Exercise task: Lay out every line of the entries below as a two-column Markdown table headed Row and Line, numbering the rows and skipping blank lines. Omit the pictures.

Input data:
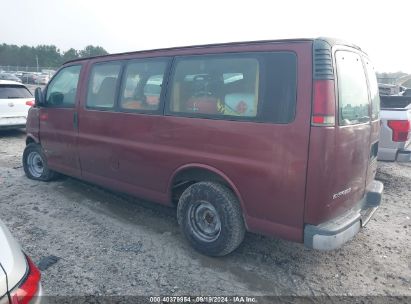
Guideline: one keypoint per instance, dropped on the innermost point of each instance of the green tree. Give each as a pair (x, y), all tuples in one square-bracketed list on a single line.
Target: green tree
[(70, 55), (91, 51)]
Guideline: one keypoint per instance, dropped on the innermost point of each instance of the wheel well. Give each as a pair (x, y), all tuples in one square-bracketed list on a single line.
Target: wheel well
[(29, 140), (187, 177)]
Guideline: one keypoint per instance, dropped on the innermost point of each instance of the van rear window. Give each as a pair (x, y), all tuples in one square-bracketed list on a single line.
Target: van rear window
[(352, 89), (102, 86), (252, 86)]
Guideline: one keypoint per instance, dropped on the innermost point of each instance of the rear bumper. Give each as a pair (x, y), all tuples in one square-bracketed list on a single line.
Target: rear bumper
[(337, 231), (400, 154)]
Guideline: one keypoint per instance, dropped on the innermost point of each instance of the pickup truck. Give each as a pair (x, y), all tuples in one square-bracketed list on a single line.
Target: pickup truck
[(395, 135)]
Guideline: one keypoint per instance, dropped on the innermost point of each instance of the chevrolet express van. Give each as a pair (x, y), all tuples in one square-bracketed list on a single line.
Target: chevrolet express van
[(274, 137)]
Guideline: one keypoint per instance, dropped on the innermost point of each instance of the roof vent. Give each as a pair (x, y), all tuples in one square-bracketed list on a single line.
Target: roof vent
[(323, 64)]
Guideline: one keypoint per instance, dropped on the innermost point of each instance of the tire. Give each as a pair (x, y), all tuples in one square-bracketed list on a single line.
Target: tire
[(210, 217), (35, 164)]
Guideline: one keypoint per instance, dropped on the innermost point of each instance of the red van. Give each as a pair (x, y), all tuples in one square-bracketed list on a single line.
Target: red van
[(274, 137)]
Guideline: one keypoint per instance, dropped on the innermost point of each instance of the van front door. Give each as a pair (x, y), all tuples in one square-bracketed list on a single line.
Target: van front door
[(58, 122)]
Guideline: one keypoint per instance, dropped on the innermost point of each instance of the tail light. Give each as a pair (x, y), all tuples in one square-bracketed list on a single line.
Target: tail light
[(400, 129), (30, 103), (323, 113), (29, 288)]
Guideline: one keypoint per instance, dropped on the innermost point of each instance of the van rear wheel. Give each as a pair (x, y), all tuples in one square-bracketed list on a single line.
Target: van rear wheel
[(210, 217), (35, 163)]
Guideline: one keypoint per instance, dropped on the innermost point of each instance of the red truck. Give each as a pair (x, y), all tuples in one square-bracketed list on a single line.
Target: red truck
[(274, 137)]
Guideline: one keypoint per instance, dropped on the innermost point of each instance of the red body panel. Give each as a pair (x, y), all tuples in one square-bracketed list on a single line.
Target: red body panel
[(283, 174), (139, 153)]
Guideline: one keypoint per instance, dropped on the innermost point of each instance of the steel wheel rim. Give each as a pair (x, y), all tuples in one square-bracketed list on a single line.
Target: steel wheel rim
[(35, 164), (204, 221)]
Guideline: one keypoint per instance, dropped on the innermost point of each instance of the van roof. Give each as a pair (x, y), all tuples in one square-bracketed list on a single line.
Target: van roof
[(331, 41)]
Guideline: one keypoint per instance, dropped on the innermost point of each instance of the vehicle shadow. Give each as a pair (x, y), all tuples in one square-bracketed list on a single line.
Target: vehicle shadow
[(265, 264)]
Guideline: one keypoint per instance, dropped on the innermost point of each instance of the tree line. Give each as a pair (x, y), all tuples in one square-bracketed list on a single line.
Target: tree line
[(46, 55)]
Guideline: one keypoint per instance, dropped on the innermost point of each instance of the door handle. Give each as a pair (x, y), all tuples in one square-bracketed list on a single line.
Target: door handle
[(75, 120)]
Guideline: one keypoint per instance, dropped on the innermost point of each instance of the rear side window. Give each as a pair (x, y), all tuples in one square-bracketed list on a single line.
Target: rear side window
[(254, 86), (10, 91), (101, 92), (142, 85), (352, 89), (62, 90), (374, 92)]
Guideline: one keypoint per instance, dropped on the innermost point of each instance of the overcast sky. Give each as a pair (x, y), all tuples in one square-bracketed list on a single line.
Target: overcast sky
[(382, 29)]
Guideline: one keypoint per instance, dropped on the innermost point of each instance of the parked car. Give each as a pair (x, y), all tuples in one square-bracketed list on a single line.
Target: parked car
[(8, 76), (15, 101), (273, 137), (19, 276), (42, 79), (395, 142)]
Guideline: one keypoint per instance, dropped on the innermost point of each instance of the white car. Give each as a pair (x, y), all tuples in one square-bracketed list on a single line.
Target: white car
[(19, 277), (15, 102)]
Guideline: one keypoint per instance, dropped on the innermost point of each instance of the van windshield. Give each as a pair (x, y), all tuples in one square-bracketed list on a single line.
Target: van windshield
[(352, 89)]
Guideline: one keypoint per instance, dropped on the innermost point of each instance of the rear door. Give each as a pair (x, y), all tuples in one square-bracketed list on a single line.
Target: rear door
[(58, 121), (340, 155)]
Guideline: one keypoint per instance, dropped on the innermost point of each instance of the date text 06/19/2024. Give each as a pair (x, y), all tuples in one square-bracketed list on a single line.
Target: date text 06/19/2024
[(202, 299)]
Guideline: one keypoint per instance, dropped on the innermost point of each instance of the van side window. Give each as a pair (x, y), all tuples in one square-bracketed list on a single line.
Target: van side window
[(101, 93), (142, 85), (62, 90), (251, 86), (352, 89)]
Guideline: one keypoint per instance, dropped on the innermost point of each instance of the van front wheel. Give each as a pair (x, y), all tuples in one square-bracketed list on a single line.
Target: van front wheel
[(210, 217), (35, 163)]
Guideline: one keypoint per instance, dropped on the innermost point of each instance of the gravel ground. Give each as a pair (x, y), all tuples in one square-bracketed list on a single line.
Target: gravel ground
[(109, 244)]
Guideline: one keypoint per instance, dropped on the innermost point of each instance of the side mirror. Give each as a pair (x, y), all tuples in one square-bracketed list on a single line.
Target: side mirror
[(38, 97)]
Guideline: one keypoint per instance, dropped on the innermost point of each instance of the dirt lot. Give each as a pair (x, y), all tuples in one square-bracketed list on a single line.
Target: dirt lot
[(114, 245)]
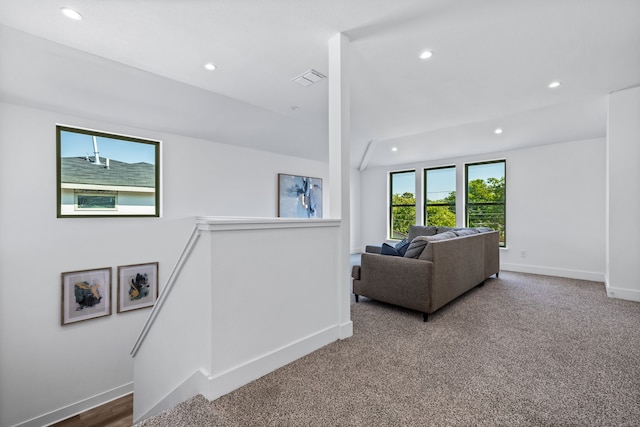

Result of this task:
| Row | Line |
|---|---|
| 1 | Guideline: one keypoint per instance, dropped on the innermost point of each instance of the green tree. Give each as a pair (x, y), all tuples in one square-bracketed list on a single line. |
| 2 | Target: green tree |
| 3 | [(70, 55), (91, 51)] |
| 4 | Guideline: one keypoint per instance, dropped on the innermost point of each instance of the wheel well. Give each as a pair (x, y), all tuples in one square-bracketed list on a single line. |
| 5 | Target: wheel well |
| 6 | [(29, 140), (187, 177)] |
| 7 | Guideline: one keypoint per instance, dropped on the innermost point of each instance of the van rear window. Give each as a pair (x, y), all tuples in one square-bracketed list on a single line. |
| 8 | Target: van rear window |
| 9 | [(352, 89), (102, 86), (252, 86)] |
| 10 | Guideline: one keypoint per instance, dropped on the innermost point of each instance of the rear bumper. Give each as a pair (x, y), all tuples in one square-bracketed list on a single line. |
| 11 | Target: rear bumper |
| 12 | [(337, 231), (400, 154)] |
| 13 | Guideline: one keypoint per instance, dropped on the innermost point of each instance of the pickup truck. Give each as a pair (x, y), all tuples in one square-bracketed list on a single line. |
| 14 | Target: pickup truck |
| 15 | [(395, 135)] |
| 16 | Guideline: one keypoint per instance, dropped on the innermost point of each instance of the chevrolet express van. Give each as a pair (x, y), all tuples in one square-bracketed list on a single line. |
| 17 | Target: chevrolet express van |
| 18 | [(274, 137)] |
| 19 | Guideline: one keypoint per instance, dropped on the innermost point of each instance of the roof vent. Give each as a pair (x, y), all tuples in one square-bracketed list on a single line. |
| 20 | Target: roof vent |
| 21 | [(323, 64)] |
| 22 | Guideline: one keypoint per instance, dropped on the innermost point of each instance of the tire. Give each as a pair (x, y), all tuples in one square-bracketed list on a single line. |
| 23 | Target: tire |
| 24 | [(210, 217), (35, 164)] |
| 25 | Guideline: one keypoint per instance, dropped on the innermost point of each instance of the red van. Give each as a pair (x, y), all tuples in one square-bracketed list on a single line. |
| 26 | Target: red van |
| 27 | [(274, 137)] |
| 28 | Guideline: one keypoint per instance, dropped on the innermost point of each instance of the van front door. Give each as a pair (x, y), all tuples in one square-bracketed list on a single line. |
| 29 | Target: van front door |
| 30 | [(58, 122)] |
| 31 | Guideline: one keypoint per instance, dropped on the innermost point of each instance of the tail light. Give each as a pair (x, y), all tuples in one square-bracketed list on a single line. |
| 32 | Target: tail light |
| 33 | [(400, 129), (30, 103), (323, 113), (29, 288)] |
| 34 | Guideline: one keypoint per instance, dropped on the innermost point of each instance of the van rear wheel. Give each as a pair (x, y), all tuples in one square-bracketed list on a single line. |
| 35 | Target: van rear wheel |
| 36 | [(210, 217), (35, 163)] |
| 37 | Guideline: one keypoint per instance, dropped on the innermost point of each instance of the red truck. Give each as a pair (x, y), all tuples in one square-bracketed list on a single line. |
| 38 | Target: red truck |
| 39 | [(274, 137)] |
| 40 | Guideline: one keypoint per instance, dropped on the innermost point of each instance of the red body panel. Give each as a pair (x, y), all tuples in one square-bracketed list on a single line. |
| 41 | Target: red body panel |
| 42 | [(283, 174), (139, 153)] |
| 43 | Guideline: one keypoint per instance, dropped on the innermost point of each instance of the steel wheel rim. Give each as a pair (x, y), all tuples in one square-bracketed list on a single line. |
| 44 | Target: steel wheel rim |
| 45 | [(35, 164), (204, 221)] |
| 46 | Guideline: one keypoint per instance, dropped on the innermost point of each instance of the van roof. Give each as a pair (x, y), all tuples in one square-bracketed list on a single line. |
| 47 | Target: van roof |
| 48 | [(331, 41)] |
| 49 | Guideline: one keypoint per instance, dropped on the innermost point of each instance of the vehicle shadow. Give each as a pair (x, y), all tuples in one square-bracketed list on a single line. |
| 50 | Target: vehicle shadow |
| 51 | [(265, 264)] |
| 52 | Guideline: one keypoint per instance, dropped on the innermost point of each instance of the tree line. Give each as a pair (x, y), all tuples in one square-bracketed list on a single line. |
| 53 | Target: tree line |
| 54 | [(46, 55)] |
| 55 | Guideline: one keypoint per instance, dropped on the innermost point of each instance of the door handle. Give each as a pair (x, y), all tuples in one square-bracketed list on a single line. |
| 56 | Target: door handle |
| 57 | [(75, 120)] |
| 58 | Guideline: one keypoint per instance, dropped on the innermost point of each instance of the rear side window. Give each as a pair (x, y), all tuples in one square-bracketed list on a single line. |
| 59 | Target: rear side window |
| 60 | [(254, 86), (10, 91), (101, 92), (142, 85), (352, 89), (62, 90), (374, 92)] |
| 61 | Guideline: one keypoint per instance, dropped on the innermost point of each instance of the overcast sky. Give each as a pair (x, y), all tuples in one square-bracketed list on a single line. |
| 62 | Target: overcast sky |
| 63 | [(382, 29)] |
| 64 | Guideline: one keypoint per instance, dropped on the innermost point of each instance of the parked car. Give each as a pair (x, y), all tuples in one square-bracketed list on a single line. |
| 65 | Target: parked car |
| 66 | [(8, 76), (15, 101), (273, 137), (19, 276), (42, 79), (395, 142)] |
| 67 | Guideline: one keypoint per instance, dropped on the innermost point of each instance of the white car. Give each as a pair (x, y), all tuples in one square-bracketed list on a single line. |
| 68 | Target: white car |
| 69 | [(19, 277), (15, 102)] |
| 70 | Guideline: one keypoint per instance, dropped on the innermost point of each instance of the van windshield. Give each as a pair (x, y), all tuples in one square-bracketed list on a single line. |
| 71 | Target: van windshield |
| 72 | [(352, 89)] |
| 73 | Guideline: one keypoint per instance, dropped on the innermost point of each instance of the rear door. Give each as a pair (x, y), all tuples in one square-bracketed list on a single line. |
| 74 | Target: rear door |
| 75 | [(58, 121), (340, 155)] |
| 76 | Guideline: one keypoint per instance, dropped on the innermost point of each instance of the date text 06/19/2024. Give each as a pair (x, y), all tuples in one square-bracketed list on a single line. |
| 77 | Target: date text 06/19/2024 |
| 78 | [(202, 299)] |
| 79 | Guideline: one keypoint per instance, dropped on the innermost point of each instance of the van side window. Give each as a pair (x, y), all tuples in one square-bracketed list on a single line. |
| 80 | Target: van side window |
| 81 | [(101, 93), (142, 85), (62, 90), (251, 86), (352, 89)] |
| 82 | Guideline: one keypoint per instance, dropped on the innermost point of each instance of the van front wheel. Give each as a pair (x, y), all tuples in one square-bracketed list on a single line. |
| 83 | Target: van front wheel |
| 84 | [(210, 217), (35, 163)] |
| 85 | Guideline: one keypoint per instance, dropped on the innermost point of each instance of the gravel ground. Give each as a pair (x, y), all tuples in one square-bracketed list on a single line. |
| 86 | Target: gravel ground |
| 87 | [(109, 244)] |
| 88 | Guideline: one keypoint per instance, dropped on the innermost point of each instance of the side mirror. Give each as a pair (x, y), all tuples in one square-bracketed list on a single line. |
| 89 | Target: side mirror |
| 90 | [(38, 97)] |
| 91 | Guideline: one keypoint per instance, dropped on the innermost point of each instance of the dirt lot. Give each as a pair (x, y), all tuples in one square-bracketed list on a single line. |
| 92 | Target: dirt lot |
| 93 | [(114, 245)] |